▶ _Task A_
Please translate this sentence from the merge proposal into Spanish: "The /boot and /boot/efi filesystems should still be stored on a local drive."

▶ _Passage given_

← Back to team overview

curtin-dev team mailing list archive

[Merge] curtin:nvme-initramfs into curtin:master

 

Olivier Gayot has proposed merging curtin:nvme-initramfs into curtin:master.

Commit message:
do not squash

Requested reviews:
  curtin developers (curtin-dev)

For more details, see:
https://code.launchpad.net/~curtin-dev/curtin/+git/curtin/+merge/461452

This is experimental work allowing to boot with the rootfs stored on a remote NVMe drive (using NVMe over TCP). The /boot and /boot/efi filesystems should still be stored on a local drive.

The implementation makes use of an initramfs-tools hook + bootscript to being up the network in the initramfs, and then run a set of `nvme connect-all` commands.

One of the main challenge is to apply the expected network configuration. Currently, subiquity does not explicitly provide the network configuration to curtin. Instead, it provides the content of a netplan configuration file to curtin  ; and expects it to pass it on to cloud init for first-boot.

As a workaround, I implemented a small parser for the netplan configuration, spitting out a set of `ip` and/or `dhcpcd` commands to be executed on early boot. It is obviously very limited. It can only work with ethernet interfaces (with or without dhcp), static IP addresses + static routes. Any other type of interface like Wi-Fi, bonds and what not are ignored. Manual DNS servers are also ignored.
-- 
Your team curtin developers is requested to review the proposed merge of curtin:nvme-initramfs into curtin:master.
diff --git a/curtin/commands/curthooks.py b/curtin/commands/curthooks.py
index 695ba30..132ccab 100644
--- a/curtin/commands/curthooks.py
+++ b/curtin/commands/curthooks.py
@@ -8,10 +8,13 @@ import pathlib
 import platform
 import re
 import sys
+import shlex
 import shutil
 import textwrap
 from typing import List, Set, Tuple
 
+import yaml
+
 from curtin import config
 from curtin import block
 from curtin import distro
@@ -1528,21 +1531,130 @@ def get_nvme_stas_controller_directives(cfg) -> Set[str]:
     return directives
 
 
-def configure_nvme_stas(cfg, target):
+def nvmeotcp_get_nvme_commands(cfg) -> Set[Tuple[str]]:
+    """Parse the storage configuration and return a set of commands
+    to run to bring up the NVMe over TCP block devices."""

▶ _Task B_
In the listing, edit the lines from the line with "job: provide the outline of every instance of the **green" up to and including the line with "POLYGON ((161 199, 169" so that "exterior" becomes "outer", leaving everything else unchanged. Return only those lines.

▶ _Input data_
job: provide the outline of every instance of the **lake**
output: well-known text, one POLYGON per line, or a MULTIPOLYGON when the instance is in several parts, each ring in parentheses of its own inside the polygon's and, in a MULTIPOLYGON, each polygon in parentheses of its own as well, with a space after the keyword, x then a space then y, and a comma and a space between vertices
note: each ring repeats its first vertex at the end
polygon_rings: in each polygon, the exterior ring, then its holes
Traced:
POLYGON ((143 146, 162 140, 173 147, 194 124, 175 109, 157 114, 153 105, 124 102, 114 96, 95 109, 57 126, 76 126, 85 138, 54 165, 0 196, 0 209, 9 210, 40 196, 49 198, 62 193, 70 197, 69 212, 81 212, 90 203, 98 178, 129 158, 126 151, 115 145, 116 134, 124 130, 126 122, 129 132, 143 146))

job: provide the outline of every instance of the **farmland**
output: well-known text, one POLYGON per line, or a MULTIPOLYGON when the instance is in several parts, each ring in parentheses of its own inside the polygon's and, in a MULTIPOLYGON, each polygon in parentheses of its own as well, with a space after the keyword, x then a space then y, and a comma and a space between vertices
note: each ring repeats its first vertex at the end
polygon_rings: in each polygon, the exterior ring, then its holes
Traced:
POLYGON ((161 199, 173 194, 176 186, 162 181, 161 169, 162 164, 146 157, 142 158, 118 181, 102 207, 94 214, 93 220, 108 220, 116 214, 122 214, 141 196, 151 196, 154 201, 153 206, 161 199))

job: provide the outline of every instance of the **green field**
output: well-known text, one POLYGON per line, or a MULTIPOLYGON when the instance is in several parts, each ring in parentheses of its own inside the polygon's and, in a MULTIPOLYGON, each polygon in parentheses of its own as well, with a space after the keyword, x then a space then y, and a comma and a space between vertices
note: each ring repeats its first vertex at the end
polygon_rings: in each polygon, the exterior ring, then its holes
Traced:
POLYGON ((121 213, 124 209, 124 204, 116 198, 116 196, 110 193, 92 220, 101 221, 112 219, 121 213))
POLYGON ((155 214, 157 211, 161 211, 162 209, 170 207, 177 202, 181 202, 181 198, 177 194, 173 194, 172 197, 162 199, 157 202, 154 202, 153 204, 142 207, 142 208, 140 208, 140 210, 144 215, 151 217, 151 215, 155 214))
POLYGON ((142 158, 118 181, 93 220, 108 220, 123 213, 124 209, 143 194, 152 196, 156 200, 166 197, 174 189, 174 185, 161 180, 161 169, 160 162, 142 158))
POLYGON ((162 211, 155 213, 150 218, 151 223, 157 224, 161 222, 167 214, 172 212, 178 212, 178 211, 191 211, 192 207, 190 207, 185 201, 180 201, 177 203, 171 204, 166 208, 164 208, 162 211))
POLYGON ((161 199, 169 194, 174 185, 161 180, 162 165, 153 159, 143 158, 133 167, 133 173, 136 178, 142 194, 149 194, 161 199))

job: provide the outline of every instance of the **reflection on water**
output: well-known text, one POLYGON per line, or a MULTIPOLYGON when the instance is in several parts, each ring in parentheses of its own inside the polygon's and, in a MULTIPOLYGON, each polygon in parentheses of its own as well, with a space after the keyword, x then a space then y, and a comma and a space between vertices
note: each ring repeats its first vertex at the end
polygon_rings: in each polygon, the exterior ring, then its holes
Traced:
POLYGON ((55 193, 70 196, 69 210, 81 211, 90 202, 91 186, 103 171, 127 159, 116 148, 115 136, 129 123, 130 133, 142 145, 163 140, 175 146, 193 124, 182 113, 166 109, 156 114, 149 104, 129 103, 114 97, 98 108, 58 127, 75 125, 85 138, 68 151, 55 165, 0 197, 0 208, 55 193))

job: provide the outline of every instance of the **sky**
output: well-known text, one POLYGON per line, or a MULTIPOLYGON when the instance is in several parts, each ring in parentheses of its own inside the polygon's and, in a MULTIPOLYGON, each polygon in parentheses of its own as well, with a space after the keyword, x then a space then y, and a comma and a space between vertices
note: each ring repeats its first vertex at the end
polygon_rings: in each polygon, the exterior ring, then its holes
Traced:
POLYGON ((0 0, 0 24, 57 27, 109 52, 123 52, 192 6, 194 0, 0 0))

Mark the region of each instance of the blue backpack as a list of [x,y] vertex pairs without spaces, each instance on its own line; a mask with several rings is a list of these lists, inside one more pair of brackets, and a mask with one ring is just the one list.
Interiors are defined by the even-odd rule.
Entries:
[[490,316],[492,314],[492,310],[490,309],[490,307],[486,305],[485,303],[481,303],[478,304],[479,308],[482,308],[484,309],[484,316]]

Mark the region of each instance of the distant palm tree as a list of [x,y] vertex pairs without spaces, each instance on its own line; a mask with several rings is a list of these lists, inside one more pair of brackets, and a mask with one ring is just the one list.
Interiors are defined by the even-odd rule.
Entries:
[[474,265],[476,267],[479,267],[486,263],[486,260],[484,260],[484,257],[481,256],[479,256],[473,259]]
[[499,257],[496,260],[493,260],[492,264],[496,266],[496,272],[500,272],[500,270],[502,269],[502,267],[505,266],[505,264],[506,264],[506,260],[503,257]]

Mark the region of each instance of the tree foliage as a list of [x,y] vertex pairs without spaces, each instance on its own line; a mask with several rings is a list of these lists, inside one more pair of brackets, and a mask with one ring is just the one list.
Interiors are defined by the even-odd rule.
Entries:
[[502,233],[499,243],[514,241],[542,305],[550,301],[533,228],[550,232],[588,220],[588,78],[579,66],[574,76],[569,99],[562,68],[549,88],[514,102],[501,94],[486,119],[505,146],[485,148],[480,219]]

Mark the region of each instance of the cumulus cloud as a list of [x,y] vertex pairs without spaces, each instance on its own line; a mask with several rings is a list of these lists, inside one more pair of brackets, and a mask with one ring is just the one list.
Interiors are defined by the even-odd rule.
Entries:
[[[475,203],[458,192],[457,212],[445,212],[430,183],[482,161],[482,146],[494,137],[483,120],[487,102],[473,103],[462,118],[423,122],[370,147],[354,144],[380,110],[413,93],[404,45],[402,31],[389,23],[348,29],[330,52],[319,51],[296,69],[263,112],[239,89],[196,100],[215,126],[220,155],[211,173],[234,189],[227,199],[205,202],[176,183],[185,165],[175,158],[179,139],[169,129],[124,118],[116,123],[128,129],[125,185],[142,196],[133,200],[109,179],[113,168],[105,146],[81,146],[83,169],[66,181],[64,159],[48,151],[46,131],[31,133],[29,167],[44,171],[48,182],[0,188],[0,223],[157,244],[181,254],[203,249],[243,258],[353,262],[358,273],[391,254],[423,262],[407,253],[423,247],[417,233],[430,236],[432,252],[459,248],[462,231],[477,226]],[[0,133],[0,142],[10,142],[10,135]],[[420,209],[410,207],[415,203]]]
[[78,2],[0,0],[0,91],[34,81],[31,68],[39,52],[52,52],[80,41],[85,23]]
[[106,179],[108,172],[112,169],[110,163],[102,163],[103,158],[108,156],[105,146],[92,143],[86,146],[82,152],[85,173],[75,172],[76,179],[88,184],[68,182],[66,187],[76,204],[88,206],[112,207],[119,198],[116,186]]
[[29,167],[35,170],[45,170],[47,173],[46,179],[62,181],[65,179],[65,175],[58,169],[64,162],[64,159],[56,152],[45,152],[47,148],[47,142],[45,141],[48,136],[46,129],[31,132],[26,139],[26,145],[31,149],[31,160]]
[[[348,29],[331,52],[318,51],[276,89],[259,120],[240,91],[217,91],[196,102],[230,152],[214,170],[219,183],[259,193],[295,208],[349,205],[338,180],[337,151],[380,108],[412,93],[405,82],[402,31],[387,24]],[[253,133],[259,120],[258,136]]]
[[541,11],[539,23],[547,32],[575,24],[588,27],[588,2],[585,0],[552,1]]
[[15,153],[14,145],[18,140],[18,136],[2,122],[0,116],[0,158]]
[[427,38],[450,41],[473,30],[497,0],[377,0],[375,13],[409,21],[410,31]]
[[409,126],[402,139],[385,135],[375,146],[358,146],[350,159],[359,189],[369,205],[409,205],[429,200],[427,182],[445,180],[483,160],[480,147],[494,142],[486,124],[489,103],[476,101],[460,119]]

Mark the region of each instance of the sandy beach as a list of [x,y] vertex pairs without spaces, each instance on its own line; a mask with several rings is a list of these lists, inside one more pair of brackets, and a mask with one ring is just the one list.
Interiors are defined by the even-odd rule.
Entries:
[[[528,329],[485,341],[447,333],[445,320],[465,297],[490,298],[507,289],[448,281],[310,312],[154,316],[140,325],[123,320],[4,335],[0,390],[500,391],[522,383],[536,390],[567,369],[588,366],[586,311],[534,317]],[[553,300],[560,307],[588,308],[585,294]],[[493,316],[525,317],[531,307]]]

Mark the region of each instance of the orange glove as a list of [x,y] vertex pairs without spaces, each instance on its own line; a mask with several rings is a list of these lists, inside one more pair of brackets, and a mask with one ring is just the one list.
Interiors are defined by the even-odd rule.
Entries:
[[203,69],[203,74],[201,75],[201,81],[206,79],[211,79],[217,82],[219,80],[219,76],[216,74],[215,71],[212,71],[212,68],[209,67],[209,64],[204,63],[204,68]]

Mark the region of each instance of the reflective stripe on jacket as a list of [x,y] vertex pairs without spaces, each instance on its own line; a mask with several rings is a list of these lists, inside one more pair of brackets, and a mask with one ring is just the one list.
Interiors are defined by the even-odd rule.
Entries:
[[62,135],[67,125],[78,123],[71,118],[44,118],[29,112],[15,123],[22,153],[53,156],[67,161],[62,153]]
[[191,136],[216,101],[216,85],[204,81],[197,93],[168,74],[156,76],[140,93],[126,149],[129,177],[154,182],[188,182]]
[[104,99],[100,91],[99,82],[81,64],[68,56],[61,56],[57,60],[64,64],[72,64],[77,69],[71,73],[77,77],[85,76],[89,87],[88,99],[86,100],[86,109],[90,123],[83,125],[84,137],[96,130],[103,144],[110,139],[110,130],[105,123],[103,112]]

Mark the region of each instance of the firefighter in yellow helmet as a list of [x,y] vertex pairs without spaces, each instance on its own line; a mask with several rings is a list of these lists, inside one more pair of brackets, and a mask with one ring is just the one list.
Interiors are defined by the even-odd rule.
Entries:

▶ _Solution A_
Los sistemas de archivos /boot y /boot/efi deberían seguir almacenándose en una unidad local.

▶ _Solution B_
job: provide the outline of every instance of the **green field**
output: well-known text, one POLYGON per line, or a MULTIPOLYGON when the instance is in several parts, each ring in parentheses of its own inside the polygon's and, in a MULTIPOLYGON, each polygon in parentheses of its own as well, with a space after the keyword, x then a space then y, and a comma and a space between vertices
note: each ring repeats its first vertex at the end
polygon_rings: in each polygon, the outer ring, then its holes
Traced:
POLYGON ((121 213, 124 209, 124 204, 116 198, 116 196, 110 193, 92 220, 101 221, 112 219, 121 213))
POLYGON ((155 214, 157 211, 161 211, 162 209, 170 207, 177 202, 181 202, 181 198, 177 194, 173 194, 172 197, 162 199, 157 202, 154 202, 153 204, 142 207, 142 208, 140 208, 140 210, 144 215, 151 217, 151 215, 155 214))
POLYGON ((142 158, 118 181, 93 220, 108 220, 123 213, 124 209, 143 194, 152 196, 156 200, 166 197, 174 189, 174 185, 161 180, 161 169, 160 162, 142 158))
POLYGON ((162 211, 155 213, 150 218, 151 223, 157 224, 161 222, 167 214, 172 212, 178 212, 178 211, 191 211, 192 207, 190 207, 185 201, 180 201, 177 203, 171 204, 166 208, 164 208, 162 211))
POLYGON ((161 199, 169 194, 174 185, 161 180, 162 165, 153 159, 143 158, 133 167, 133 173, 136 178, 142 194, 149 194, 161 199))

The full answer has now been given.